═══ DATA ROWS ═══

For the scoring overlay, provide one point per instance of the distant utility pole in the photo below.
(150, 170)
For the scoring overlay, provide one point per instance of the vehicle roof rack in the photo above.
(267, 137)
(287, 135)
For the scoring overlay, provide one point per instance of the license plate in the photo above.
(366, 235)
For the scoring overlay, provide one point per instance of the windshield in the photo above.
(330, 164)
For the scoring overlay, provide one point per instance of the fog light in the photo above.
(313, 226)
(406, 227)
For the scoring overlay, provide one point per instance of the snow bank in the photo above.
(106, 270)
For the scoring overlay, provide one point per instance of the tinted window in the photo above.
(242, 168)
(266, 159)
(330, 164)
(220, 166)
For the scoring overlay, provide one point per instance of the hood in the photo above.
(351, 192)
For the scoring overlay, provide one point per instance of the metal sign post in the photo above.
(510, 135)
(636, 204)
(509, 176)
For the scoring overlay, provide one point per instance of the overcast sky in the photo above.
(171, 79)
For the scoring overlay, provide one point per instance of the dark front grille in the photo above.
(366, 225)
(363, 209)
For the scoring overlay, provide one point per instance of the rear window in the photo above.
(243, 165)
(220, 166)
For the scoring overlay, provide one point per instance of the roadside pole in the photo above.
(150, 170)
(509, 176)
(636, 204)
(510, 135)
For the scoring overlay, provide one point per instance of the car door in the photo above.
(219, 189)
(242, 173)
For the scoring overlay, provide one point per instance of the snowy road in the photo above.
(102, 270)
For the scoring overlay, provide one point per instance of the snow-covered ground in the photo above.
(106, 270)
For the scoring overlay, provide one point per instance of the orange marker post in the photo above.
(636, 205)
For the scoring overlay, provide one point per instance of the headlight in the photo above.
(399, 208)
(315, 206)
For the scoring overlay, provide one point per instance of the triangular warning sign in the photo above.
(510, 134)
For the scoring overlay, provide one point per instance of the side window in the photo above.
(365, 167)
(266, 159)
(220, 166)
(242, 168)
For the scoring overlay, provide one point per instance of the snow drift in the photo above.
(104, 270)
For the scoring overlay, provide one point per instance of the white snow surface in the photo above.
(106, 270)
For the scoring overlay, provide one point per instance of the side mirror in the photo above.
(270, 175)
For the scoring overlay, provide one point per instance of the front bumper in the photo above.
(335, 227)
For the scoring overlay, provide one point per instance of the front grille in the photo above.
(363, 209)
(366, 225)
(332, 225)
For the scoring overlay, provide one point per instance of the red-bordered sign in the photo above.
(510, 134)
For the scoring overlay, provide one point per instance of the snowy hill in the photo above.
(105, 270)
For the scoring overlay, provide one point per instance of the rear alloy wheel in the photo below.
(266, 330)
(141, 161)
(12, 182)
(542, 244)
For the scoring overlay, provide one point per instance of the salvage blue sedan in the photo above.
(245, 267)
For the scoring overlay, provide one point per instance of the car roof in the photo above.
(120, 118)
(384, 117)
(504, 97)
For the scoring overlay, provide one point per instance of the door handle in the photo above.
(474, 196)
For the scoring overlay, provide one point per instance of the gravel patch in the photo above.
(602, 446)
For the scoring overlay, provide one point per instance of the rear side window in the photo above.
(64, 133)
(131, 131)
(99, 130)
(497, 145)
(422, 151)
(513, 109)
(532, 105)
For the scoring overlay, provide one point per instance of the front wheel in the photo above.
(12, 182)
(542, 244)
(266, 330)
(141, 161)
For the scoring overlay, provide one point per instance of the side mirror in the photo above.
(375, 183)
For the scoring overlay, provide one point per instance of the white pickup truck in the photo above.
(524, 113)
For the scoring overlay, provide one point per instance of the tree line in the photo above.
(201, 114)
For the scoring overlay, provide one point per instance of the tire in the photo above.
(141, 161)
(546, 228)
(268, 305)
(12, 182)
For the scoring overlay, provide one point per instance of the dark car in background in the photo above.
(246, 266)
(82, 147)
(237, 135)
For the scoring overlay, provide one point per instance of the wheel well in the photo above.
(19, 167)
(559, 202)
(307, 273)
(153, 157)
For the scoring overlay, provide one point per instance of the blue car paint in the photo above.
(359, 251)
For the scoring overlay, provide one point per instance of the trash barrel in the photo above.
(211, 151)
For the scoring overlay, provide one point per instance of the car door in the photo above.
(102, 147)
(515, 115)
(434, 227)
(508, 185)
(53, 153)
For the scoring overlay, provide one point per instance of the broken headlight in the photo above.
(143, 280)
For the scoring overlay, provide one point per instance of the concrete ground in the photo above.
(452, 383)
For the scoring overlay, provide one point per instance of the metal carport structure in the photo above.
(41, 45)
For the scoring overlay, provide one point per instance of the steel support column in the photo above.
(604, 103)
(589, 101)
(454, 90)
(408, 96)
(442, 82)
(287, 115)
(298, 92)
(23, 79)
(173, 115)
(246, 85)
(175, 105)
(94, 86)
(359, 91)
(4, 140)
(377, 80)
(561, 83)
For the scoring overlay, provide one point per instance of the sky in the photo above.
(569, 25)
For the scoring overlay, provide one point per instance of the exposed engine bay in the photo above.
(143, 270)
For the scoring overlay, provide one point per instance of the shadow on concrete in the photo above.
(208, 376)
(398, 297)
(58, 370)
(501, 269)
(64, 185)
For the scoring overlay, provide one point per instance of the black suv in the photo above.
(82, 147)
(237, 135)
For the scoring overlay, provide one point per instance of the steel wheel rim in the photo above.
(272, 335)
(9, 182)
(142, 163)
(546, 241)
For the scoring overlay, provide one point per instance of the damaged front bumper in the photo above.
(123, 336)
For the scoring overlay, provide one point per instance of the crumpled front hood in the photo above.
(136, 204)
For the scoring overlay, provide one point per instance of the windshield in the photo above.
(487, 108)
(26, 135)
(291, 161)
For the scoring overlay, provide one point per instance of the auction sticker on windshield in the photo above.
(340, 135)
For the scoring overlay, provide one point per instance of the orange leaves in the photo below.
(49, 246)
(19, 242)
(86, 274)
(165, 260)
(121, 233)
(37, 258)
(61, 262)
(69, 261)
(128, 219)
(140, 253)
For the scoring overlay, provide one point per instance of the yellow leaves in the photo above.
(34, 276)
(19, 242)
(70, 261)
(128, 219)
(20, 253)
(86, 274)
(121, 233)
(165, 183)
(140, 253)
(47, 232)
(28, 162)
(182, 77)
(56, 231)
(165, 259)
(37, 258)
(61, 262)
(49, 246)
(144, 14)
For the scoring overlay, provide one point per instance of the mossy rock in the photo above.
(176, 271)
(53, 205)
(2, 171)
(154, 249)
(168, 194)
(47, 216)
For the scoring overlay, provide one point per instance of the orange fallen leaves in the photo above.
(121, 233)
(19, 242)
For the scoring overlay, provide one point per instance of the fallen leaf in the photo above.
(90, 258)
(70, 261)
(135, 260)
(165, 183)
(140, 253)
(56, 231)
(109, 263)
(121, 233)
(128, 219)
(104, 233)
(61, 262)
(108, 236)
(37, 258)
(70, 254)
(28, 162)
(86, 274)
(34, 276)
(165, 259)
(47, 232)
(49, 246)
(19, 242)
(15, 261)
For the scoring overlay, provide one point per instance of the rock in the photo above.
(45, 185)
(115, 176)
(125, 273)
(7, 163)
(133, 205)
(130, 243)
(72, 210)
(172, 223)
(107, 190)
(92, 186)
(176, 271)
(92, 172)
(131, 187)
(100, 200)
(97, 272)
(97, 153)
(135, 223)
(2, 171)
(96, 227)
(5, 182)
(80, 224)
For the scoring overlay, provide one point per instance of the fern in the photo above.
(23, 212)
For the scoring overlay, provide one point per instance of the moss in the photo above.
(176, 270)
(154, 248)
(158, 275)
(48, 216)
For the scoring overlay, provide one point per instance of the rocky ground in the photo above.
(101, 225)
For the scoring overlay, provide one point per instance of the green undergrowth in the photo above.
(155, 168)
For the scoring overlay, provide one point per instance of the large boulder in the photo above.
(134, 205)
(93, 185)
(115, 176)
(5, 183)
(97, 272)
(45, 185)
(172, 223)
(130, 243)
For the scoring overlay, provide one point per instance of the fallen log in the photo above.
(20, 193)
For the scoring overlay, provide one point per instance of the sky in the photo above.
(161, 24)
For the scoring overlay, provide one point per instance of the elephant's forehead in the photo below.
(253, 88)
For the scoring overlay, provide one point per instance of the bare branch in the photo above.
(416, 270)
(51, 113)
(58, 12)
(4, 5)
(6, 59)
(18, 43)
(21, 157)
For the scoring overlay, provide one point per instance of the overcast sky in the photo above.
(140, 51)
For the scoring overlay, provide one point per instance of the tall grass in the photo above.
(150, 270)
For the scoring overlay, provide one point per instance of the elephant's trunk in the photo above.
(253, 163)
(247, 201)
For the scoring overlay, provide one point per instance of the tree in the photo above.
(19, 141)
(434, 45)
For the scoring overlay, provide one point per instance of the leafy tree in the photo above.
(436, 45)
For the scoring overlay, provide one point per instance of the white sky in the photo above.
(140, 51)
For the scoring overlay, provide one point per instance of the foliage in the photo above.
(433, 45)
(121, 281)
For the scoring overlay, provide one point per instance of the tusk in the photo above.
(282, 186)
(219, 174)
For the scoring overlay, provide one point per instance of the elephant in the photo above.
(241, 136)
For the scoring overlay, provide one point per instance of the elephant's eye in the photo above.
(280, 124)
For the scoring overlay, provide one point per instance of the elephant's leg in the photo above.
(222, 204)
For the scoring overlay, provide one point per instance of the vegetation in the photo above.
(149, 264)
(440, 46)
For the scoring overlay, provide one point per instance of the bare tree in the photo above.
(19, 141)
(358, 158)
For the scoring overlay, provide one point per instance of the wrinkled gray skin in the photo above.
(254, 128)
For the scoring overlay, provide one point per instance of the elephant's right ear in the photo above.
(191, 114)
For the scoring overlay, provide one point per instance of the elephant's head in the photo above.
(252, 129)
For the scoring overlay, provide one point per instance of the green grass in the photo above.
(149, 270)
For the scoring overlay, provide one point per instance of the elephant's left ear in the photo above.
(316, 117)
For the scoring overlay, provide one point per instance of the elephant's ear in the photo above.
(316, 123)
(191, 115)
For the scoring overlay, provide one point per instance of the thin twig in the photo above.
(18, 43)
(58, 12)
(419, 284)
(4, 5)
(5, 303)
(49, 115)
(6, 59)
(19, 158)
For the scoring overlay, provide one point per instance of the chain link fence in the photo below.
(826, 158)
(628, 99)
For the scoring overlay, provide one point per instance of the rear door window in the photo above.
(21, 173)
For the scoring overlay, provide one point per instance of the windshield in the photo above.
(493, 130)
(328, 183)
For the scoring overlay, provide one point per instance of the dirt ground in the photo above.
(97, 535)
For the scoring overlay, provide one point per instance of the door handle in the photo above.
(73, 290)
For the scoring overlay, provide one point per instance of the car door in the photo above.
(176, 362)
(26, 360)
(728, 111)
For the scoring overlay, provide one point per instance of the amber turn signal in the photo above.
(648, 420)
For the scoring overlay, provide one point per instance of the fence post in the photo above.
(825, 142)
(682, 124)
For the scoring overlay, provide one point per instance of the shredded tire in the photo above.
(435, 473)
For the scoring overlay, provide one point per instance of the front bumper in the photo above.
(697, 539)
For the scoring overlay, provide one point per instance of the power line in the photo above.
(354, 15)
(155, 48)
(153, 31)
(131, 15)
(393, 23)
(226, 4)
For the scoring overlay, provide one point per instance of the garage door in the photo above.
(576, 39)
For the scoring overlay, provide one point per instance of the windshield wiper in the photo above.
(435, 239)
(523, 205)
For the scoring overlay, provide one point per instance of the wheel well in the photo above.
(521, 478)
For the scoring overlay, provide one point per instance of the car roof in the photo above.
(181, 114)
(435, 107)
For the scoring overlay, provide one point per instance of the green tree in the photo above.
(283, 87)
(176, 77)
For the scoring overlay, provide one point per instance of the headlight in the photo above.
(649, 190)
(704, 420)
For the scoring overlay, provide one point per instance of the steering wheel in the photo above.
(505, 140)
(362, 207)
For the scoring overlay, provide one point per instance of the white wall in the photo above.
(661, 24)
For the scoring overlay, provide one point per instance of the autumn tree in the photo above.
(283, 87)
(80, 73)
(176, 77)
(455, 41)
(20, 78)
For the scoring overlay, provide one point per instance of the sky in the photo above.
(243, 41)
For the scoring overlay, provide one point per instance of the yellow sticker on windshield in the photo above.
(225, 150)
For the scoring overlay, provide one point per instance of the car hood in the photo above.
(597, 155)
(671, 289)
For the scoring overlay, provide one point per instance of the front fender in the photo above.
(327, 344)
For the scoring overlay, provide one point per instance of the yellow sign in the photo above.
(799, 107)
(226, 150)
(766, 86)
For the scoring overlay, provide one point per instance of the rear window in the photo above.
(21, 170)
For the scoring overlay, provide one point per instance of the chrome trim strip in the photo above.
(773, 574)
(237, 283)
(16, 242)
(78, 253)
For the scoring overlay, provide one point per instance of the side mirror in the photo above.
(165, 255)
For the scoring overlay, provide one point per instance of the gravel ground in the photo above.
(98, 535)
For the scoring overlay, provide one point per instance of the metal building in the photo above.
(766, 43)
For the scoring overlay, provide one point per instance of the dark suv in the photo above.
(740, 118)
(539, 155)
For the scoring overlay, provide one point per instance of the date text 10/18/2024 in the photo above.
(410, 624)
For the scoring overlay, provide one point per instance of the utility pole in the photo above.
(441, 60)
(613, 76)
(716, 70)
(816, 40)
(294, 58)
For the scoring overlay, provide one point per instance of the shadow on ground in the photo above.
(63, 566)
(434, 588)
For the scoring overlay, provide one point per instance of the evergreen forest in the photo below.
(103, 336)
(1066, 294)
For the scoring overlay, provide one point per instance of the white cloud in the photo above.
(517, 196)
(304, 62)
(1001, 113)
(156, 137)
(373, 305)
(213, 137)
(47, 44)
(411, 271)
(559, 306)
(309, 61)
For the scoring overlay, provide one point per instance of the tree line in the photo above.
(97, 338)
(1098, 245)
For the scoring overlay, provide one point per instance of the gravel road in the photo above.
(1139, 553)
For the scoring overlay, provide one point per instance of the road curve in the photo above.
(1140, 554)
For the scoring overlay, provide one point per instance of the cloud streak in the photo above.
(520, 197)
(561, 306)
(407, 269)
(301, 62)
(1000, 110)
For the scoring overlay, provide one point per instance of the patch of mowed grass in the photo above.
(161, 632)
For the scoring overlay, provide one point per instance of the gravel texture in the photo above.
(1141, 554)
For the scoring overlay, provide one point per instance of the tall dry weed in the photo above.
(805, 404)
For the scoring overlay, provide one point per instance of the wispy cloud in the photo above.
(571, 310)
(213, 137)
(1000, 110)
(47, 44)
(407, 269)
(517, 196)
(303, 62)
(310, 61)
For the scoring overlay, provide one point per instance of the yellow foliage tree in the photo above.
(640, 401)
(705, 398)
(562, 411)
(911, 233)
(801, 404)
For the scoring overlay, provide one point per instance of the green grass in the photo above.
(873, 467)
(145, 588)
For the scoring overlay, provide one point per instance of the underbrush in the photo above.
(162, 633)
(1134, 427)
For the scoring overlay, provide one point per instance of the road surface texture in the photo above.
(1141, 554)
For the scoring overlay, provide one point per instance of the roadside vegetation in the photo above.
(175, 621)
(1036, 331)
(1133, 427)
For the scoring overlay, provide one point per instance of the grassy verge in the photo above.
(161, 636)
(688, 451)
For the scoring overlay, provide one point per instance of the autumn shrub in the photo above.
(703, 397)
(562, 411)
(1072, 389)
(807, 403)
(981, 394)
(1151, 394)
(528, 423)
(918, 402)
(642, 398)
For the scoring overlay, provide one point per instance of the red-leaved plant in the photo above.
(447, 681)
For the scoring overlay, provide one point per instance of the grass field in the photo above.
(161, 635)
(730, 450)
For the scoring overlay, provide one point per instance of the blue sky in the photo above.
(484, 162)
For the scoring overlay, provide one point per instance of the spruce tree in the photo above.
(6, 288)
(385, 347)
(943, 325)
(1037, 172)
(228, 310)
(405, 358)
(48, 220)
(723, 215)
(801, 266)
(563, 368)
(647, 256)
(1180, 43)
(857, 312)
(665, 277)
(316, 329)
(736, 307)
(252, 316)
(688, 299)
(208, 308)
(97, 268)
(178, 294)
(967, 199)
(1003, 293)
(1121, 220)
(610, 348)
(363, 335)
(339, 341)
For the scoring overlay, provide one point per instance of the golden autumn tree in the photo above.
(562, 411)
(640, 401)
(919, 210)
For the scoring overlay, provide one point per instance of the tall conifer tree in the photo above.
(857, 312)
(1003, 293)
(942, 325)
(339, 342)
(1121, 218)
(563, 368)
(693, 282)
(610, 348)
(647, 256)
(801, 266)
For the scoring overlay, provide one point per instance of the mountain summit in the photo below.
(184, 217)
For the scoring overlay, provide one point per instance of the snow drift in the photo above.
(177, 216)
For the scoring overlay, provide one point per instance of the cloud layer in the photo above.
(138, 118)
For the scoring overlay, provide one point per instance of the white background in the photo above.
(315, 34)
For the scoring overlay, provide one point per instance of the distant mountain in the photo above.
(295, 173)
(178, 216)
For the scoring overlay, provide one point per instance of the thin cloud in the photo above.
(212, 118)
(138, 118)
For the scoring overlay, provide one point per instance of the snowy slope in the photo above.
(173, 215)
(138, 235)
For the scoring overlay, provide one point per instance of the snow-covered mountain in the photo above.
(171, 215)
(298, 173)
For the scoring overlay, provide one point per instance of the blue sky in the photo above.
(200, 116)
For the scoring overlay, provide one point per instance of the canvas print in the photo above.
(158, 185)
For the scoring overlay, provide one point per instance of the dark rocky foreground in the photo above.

═══

Starting at the line that contains "white background in the photo above.", repeat each line exactly through the last one in the listing. Include both of those lines and nothing more.

COMPLETE RESPONSE:
For the scoring overlay, provide one point per instance of the white background in the photo above.
(315, 34)
For the scoring overlay, provide one point per instance of the distant mountain in the photo above.
(295, 173)
(178, 216)
For the scoring overlay, provide one point per instance of the thin cloud in the photo above.
(212, 118)
(138, 118)
For the scoring overlay, provide one point per instance of the snowy slope in the photo above.
(173, 215)
(138, 235)
For the scoring overlay, provide one point per instance of the snow-covered mountain in the photo above.
(171, 215)
(298, 173)
For the scoring overlay, provide one point per instance of the blue sky in the photo above.
(200, 116)
For the scoring overlay, provide one point per instance of the canvas print in the photo above.
(158, 185)
For the scoring overlay, provide one point per instance of the dark rocky foreground in the photo above.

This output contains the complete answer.